▶ [What you are asked to do] Please copy every one of the records below word for word, keeping each line unchanged and in the same order.

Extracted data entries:
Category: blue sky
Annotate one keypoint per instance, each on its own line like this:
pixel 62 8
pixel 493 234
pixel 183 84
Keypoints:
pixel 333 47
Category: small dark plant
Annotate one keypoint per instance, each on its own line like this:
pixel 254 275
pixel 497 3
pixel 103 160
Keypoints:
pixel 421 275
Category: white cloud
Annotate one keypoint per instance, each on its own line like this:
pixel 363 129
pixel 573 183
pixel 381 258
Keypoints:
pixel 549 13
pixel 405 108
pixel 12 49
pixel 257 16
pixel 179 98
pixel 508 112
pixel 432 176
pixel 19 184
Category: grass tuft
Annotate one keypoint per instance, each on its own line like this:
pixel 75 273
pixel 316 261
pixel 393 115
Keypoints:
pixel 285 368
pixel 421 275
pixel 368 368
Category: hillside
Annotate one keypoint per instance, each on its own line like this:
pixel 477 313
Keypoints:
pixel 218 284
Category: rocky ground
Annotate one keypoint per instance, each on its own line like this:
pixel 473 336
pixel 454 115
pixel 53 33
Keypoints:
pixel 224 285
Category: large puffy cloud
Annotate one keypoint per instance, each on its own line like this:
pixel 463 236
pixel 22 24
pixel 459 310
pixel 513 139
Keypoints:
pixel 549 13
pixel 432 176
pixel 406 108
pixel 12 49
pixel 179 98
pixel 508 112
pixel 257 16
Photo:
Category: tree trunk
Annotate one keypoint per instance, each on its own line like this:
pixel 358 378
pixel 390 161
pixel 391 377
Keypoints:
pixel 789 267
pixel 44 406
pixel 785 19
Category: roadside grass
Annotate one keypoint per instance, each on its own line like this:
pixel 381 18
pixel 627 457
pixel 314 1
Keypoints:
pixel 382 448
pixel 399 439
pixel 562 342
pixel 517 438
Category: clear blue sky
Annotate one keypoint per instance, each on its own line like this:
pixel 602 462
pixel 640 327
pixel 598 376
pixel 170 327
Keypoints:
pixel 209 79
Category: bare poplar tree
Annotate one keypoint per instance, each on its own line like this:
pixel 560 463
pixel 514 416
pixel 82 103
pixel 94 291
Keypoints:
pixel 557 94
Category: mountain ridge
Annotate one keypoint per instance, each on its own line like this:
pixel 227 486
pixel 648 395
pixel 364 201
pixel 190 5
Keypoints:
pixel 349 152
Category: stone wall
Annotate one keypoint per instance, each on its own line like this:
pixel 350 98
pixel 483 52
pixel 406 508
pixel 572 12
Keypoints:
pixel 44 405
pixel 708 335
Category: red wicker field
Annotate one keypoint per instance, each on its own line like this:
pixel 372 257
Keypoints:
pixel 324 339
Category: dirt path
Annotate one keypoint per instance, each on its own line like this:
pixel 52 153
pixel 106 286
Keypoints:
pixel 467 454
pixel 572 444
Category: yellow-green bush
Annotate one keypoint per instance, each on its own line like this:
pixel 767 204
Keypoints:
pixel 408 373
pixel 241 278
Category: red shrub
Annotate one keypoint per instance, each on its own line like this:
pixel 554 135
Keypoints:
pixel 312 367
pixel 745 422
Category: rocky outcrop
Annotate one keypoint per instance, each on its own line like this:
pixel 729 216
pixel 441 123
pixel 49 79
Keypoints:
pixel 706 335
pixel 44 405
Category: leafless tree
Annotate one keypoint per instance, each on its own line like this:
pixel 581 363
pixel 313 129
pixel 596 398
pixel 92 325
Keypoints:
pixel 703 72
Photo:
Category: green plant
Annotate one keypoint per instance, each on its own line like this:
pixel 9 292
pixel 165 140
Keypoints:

▶ [Solution for this task]
Category: blue sky
Annotate one keypoint per instance, each on its own line like this:
pixel 62 8
pixel 493 234
pixel 183 84
Keypoints:
pixel 333 47
Category: small dark plant
Annotate one keypoint per instance, each on its own line like this:
pixel 254 275
pixel 497 3
pixel 103 160
Keypoints:
pixel 421 275
Category: white cloud
Annotate one keypoint per instance, each on its own line like this:
pixel 363 129
pixel 573 183
pixel 381 258
Keypoints:
pixel 549 13
pixel 405 108
pixel 12 49
pixel 257 16
pixel 179 98
pixel 508 112
pixel 432 176
pixel 19 184
Category: grass tuft
Annotate one keypoint per instance, each on its own line like this:
pixel 75 273
pixel 316 261
pixel 393 115
Keypoints:
pixel 285 368
pixel 421 275
pixel 368 368
Category: hillside
Annotate one keypoint per instance, each on its own line like this:
pixel 477 313
Keypoints:
pixel 218 284
Category: rocky ground
Annotate one keypoint per instance, each on its own line like this:
pixel 473 336
pixel 454 115
pixel 53 33
Keypoints:
pixel 224 285
Category: large puffy cloud
Annotate one keypoint per instance, each on its own line like this:
pixel 463 236
pixel 22 24
pixel 459 310
pixel 513 139
Keypoints:
pixel 549 13
pixel 432 176
pixel 406 108
pixel 12 49
pixel 179 98
pixel 508 112
pixel 257 16
Photo:
Category: tree trunk
Annotate one keypoint per instance, each on its own line like this:
pixel 358 378
pixel 390 161
pixel 391 377
Keypoints:
pixel 789 267
pixel 44 406
pixel 785 19
Category: roadside grass
Annotate one keypoint per instance, each on its own line like this:
pixel 381 18
pixel 627 457
pixel 314 1
Keypoints:
pixel 382 448
pixel 399 439
pixel 562 342
pixel 517 438
Category: clear blue sky
Annotate one keypoint per instance, each on its own line like this:
pixel 602 462
pixel 640 327
pixel 598 376
pixel 170 327
Keypoints:
pixel 209 79
Category: bare poplar tree
Annotate one keypoint per instance, each on its own line like this:
pixel 560 463
pixel 514 416
pixel 82 103
pixel 94 291
Keypoints:
pixel 557 94
Category: mountain ridge
Annotate one keypoint per instance, each on its own line like this:
pixel 227 486
pixel 648 395
pixel 364 201
pixel 190 5
Keypoints:
pixel 349 152
Category: stone wall
Annotate one keypoint per instance, each on its own line like this:
pixel 350 98
pixel 483 52
pixel 406 508
pixel 572 12
Keypoints:
pixel 44 405
pixel 708 335
Category: red wicker field
Annotate one keypoint per instance, each on its own line like this:
pixel 372 257
Keypoints:
pixel 324 339
Category: dirt path
Annotate one keypoint per instance, each on its own line like this:
pixel 52 153
pixel 106 286
Keypoints:
pixel 467 454
pixel 572 444
Category: yellow-green bush
Annotate one keypoint per instance, each on its own line like this:
pixel 767 204
Keypoints:
pixel 408 373
pixel 241 278
Category: red shrub
Annotate one keypoint per instance, each on its own line like this:
pixel 554 135
Keypoints:
pixel 312 367
pixel 745 422
Category: rocky outcrop
Annotate one keypoint per instance, each on its own line like this:
pixel 729 216
pixel 441 123
pixel 49 79
Keypoints:
pixel 706 335
pixel 44 405
Category: leafless tree
Annotate one keypoint per instance, each on its own line like this:
pixel 581 363
pixel 313 129
pixel 596 398
pixel 92 325
Keypoints:
pixel 703 72
Photo:
Category: green plant
Annotate one keypoint per instance, each on its own line like this:
pixel 9 292
pixel 165 140
Keypoints:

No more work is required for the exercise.